Exercise data:
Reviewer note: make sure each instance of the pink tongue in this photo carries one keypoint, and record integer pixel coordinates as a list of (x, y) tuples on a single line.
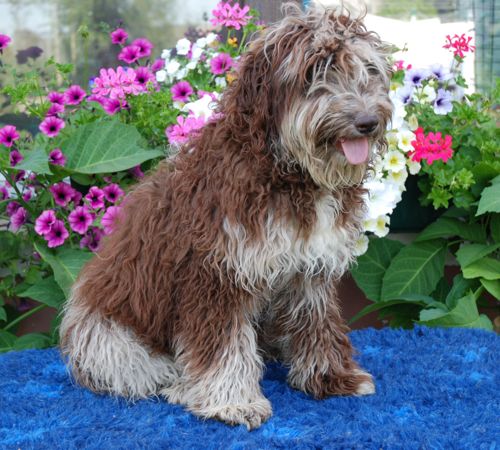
[(355, 150)]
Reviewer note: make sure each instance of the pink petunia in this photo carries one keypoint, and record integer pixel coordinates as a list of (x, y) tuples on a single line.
[(110, 218), (221, 64), (80, 219), (51, 126), (74, 95), (118, 36), (57, 157), (181, 91), (8, 135), (144, 46), (113, 193), (44, 222), (57, 234)]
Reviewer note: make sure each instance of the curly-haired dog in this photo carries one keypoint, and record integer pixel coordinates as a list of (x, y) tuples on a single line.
[(231, 250)]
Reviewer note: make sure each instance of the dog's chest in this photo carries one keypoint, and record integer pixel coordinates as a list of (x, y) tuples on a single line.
[(278, 257)]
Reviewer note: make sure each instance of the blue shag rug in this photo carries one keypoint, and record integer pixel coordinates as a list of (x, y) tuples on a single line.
[(436, 389)]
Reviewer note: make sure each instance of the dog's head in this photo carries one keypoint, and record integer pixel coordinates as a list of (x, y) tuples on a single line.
[(316, 84)]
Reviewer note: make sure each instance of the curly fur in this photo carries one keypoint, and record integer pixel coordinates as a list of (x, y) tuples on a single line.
[(230, 251)]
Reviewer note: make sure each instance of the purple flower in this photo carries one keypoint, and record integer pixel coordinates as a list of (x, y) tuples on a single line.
[(95, 197), (113, 193), (55, 109), (8, 134), (416, 76), (57, 157), (442, 104), (51, 126), (62, 193), (18, 219), (110, 218), (56, 97), (119, 36), (129, 54), (80, 219), (57, 234), (15, 158), (44, 222), (144, 45), (181, 91), (221, 63), (74, 95)]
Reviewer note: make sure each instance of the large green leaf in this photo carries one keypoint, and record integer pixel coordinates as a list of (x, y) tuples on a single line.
[(35, 160), (416, 269), (65, 263), (464, 314), (105, 146), (371, 266), (490, 198), (446, 226), (46, 291)]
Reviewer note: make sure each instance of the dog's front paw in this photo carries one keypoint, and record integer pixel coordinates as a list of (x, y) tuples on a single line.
[(252, 415)]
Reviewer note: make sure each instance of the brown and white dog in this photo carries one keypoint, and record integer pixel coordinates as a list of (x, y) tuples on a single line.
[(231, 250)]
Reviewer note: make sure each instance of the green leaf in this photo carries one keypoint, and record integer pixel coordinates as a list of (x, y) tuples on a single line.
[(46, 291), (65, 263), (490, 198), (32, 340), (416, 269), (492, 286), (35, 160), (464, 314), (488, 268), (469, 253), (446, 227), (105, 146), (371, 267)]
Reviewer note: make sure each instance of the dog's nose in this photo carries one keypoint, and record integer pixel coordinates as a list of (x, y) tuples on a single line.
[(366, 123)]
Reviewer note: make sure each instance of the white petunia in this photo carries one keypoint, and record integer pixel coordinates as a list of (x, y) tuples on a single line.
[(183, 46)]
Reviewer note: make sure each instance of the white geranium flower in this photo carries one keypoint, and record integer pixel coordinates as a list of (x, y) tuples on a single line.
[(183, 46), (404, 140), (394, 161)]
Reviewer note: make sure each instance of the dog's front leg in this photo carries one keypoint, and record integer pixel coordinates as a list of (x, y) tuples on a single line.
[(217, 351), (316, 345)]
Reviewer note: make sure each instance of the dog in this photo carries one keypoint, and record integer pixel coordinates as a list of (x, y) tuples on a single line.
[(230, 252)]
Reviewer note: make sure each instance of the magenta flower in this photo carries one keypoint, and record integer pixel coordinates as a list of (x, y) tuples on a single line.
[(181, 91), (4, 41), (144, 45), (57, 234), (18, 219), (57, 157), (92, 239), (80, 219), (62, 193), (130, 54), (15, 158), (230, 16), (119, 36), (95, 197), (56, 97), (143, 76), (221, 63), (74, 95), (185, 127), (8, 135), (110, 218), (55, 109), (44, 222), (51, 126), (113, 193), (116, 85)]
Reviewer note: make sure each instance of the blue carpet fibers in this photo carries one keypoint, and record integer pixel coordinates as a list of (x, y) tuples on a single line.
[(436, 389)]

Task brief: Rewrite all the lines above, changing each "keypoint" to "marker" and keeping everything else the same. Leave out the pictures.

Written answer:
Reviewer note: make sure each instance of the pink tongue in this photo carries one marker, and record integer pixel coordinates as a list of (x, y) tuples on a single line.
[(355, 150)]
Reviewer note: make sure each instance of the pink petunia in this photo carries one marker, and record integer pixel coordinates as a list of (x, y) tuples on a single line.
[(110, 218), (221, 64), (80, 219), (51, 126), (74, 95), (118, 36), (57, 157), (181, 91), (8, 135), (144, 46), (113, 193), (44, 222), (57, 234)]
Reviewer note: make sure each instance of the curly-haired dog in this photo carries one marker, and record integer pixel coordinates as a list of (x, y) tuples on a single line.
[(231, 250)]
Reviewer note: make sure each instance of the dog's chest in this photo carries one marker, and record integer pixel coordinates as a list of (x, y) tuples on a single line.
[(278, 257)]
Reviewer note: make sure each instance of the blue shag rug in this photo carries one marker, and record integer pixel coordinates as a list of (x, y) tuples on a single line.
[(436, 389)]
Reviewer note: make sure each instance of the dog's head in this photo carries one marker, and record integer pixel coordinates as a list of (x, y) tuples on a single line.
[(316, 84)]
Reviewer note: make sure each instance of the curly fur in this photo carries one marker, and record integer pixel coordinates as a list of (x, y) tuples on a single line.
[(230, 251)]
Reviewer note: make sure each instance of the purple flower in this photo carries one marker, and record integer pixel coordinates as a list of (x, y) tuples on a single line.
[(95, 197), (113, 193), (55, 109), (8, 134), (416, 76), (57, 157), (442, 104), (51, 126), (62, 193), (18, 219), (110, 218), (56, 97), (119, 36), (129, 54), (80, 219), (57, 234), (15, 158), (44, 222), (144, 45), (181, 91), (221, 63), (74, 95)]
Reviewer note: make sure each instance of the large green leaf in this photo carries one marker, and record integer pixel coordinates as a list of (x, y) tuples on a single line.
[(35, 160), (416, 269), (65, 263), (464, 314), (105, 146), (371, 266), (490, 198), (446, 226), (46, 291)]
Reviewer note: make sure each instance of the dog's front paw in this photo carries one marker, and record integer pixel coordinates as a list of (x, y) tuples on a single line.
[(252, 415)]
Reviewer note: make sure each instance of the brown and white dog in this photo carries one marker, and record integer pixel coordinates as a list of (x, y) tuples on a single line.
[(231, 250)]
Reviewer note: make sure each instance of the green leaf in this photo carries one marker, and record integer pixel coordinates as a list of (x, y) tuples on a single line.
[(46, 291), (65, 263), (490, 198), (32, 340), (416, 269), (492, 286), (35, 160), (464, 314), (488, 268), (469, 253), (446, 227), (105, 146), (371, 267)]
Reviewer note: make sure each instance of the dog's nose in this photo carries one marker, and record integer pixel coordinates as a list of (x, y) tuples on a single line.
[(366, 123)]
Reviewer note: make sure each instance of the white petunia in this photo carries one marker, and record integer pixel coordinates as a list of (x, y) tuples on a single line.
[(183, 46)]
Reviewer note: make sure each instance of the white geranium flower in this photo carries one marker, and record integer pixel coordinates as a list of (x, y) tuples on a single line.
[(183, 46), (404, 140), (394, 161)]
Reviewer note: make sure each instance of the dog's front leg in this photo carries one marker, and record integer pixel coordinates as a list of (x, y) tuples on a single line.
[(217, 351), (316, 345)]
Reviewer note: make sure each instance of the dog in this photo carries one marker, and record integer pixel coordinates as a list of (x, y) tuples on a single line.
[(230, 252)]
Reviewer note: make sure each instance of the magenta flower in this photo carries one marker, and record integer pixel coordinates as a list of (x, y) tuples on a single line.
[(181, 91), (4, 41), (144, 45), (57, 234), (18, 219), (57, 157), (92, 239), (80, 219), (62, 193), (130, 54), (15, 158), (230, 16), (119, 36), (95, 197), (56, 97), (143, 76), (221, 63), (74, 95), (185, 127), (8, 135), (110, 218), (55, 109), (44, 222), (51, 126), (113, 193), (116, 85)]
Reviewer note: make sure each instance of the blue carpet fibers in this photo carries one marker, and record integer pixel coordinates as a list of (x, y) tuples on a single line.
[(436, 389)]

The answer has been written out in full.